Stated task 1: Return every line in the listing below that contains the word "green".

On Sat, 5 Oct 2019 09:03:45 -0700 (PDT), Benoit <[email protected]> wrote:
...
> Finally, maybe you could put some of the information you gave here in the
> youtube description of the video.
Fair enough.
Below is the descriptive text for the video. I can edit it after the video is
made public, but best to be accurate in the first place.
If anyone has any recommendations, let me know. We can't answer every
question, but if someone stumbles upon this, we can provide some information
and a hyperlink for more.
--- David A. Wheeler
================================================
This is a view of the contributions to the Metamath set.mm (Metamath Proof
Explorer (MPE)) database using Gource through 2019-09-26. This view was
created by David A. Wheeler. Music by audionautix.com - "Threshold" by Jason
Shaw, CC-BY-3.0 Unported. This video is released under the Creative Commons
CC-BY-3.0 Unported license.
In this visualization, contributions are shown over time (the increasing date
is shown at the top center). Tiny circles are assertions (most are proven, the
near-white ones are axioms or definitions), note that there are more and more
over time. The "flashes" from people to the assertions are initial
contributions or modifications of some kind. The major areas (each with a
different color) represent the top headings of set.mm, with branches inside the
major areas representing level 2 headings.

Dataset content:

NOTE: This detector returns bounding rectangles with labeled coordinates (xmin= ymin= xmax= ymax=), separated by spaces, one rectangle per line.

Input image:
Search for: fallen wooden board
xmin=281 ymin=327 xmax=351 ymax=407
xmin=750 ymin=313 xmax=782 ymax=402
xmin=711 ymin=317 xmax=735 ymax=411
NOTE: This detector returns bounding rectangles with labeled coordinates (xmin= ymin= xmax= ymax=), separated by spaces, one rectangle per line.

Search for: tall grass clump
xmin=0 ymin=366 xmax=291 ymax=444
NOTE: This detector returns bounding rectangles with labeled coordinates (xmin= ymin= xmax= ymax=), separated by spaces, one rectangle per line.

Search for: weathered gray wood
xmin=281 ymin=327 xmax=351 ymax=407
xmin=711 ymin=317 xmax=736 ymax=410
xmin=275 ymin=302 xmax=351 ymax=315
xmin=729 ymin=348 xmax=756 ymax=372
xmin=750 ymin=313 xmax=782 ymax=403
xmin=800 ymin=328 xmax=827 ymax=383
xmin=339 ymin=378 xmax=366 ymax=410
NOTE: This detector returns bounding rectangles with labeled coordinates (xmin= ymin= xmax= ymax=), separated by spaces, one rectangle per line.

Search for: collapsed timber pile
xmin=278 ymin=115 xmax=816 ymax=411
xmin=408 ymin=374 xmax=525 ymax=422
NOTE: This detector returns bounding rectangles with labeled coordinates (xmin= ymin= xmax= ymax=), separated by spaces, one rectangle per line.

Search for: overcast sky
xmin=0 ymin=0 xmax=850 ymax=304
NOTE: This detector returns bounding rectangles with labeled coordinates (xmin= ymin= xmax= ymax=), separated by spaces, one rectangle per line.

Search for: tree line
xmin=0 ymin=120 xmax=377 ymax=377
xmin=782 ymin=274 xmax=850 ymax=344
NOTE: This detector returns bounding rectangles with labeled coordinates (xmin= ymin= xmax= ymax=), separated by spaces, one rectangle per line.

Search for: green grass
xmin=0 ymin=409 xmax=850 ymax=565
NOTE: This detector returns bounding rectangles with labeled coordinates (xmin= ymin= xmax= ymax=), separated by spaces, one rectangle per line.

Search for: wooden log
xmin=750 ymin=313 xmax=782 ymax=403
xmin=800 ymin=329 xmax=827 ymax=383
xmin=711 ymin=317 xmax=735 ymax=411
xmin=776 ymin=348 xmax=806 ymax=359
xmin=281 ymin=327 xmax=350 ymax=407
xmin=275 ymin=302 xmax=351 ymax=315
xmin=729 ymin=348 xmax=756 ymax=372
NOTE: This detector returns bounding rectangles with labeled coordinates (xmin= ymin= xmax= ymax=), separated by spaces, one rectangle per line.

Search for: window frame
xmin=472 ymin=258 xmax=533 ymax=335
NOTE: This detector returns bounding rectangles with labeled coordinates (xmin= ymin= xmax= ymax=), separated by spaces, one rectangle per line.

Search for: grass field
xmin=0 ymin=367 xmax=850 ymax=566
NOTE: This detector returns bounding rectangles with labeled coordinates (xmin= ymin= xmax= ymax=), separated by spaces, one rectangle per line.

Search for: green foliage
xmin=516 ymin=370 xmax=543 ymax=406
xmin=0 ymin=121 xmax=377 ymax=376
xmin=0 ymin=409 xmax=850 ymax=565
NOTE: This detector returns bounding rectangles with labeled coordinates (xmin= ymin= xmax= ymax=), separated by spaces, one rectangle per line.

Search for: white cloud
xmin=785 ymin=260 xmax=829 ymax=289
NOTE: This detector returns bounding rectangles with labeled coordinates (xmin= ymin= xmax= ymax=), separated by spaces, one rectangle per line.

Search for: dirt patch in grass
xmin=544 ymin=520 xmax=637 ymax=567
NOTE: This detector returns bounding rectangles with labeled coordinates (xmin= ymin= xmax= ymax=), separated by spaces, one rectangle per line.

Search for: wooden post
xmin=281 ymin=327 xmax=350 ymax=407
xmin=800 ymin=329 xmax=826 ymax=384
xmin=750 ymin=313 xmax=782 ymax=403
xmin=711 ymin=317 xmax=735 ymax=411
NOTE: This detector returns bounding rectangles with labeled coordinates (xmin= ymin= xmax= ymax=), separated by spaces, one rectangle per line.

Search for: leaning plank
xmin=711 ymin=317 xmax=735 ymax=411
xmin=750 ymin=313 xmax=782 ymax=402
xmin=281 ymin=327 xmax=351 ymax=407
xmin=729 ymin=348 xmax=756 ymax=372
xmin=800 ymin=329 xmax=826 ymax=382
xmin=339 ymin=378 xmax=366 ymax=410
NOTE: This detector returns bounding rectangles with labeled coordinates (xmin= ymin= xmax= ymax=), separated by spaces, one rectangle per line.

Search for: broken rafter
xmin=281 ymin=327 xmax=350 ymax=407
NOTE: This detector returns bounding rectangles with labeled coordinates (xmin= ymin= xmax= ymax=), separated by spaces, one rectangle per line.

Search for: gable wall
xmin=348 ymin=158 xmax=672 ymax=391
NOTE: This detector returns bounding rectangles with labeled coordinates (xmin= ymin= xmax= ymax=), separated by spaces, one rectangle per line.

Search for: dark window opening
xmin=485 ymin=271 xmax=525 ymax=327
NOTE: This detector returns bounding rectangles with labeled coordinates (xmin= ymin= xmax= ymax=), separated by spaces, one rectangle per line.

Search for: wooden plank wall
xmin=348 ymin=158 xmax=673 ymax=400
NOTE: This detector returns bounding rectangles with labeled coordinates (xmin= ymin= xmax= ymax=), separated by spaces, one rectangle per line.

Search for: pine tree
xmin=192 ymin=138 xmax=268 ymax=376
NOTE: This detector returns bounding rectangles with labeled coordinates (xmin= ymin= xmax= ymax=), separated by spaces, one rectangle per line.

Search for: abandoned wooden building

Stated task 2: In the post about the Metamath set.mm video, what do the near-white tiny circles represent?

Final answer 1:
Search for: green grass
Search for: green foliage

Final answer 2: Axioms or definitions.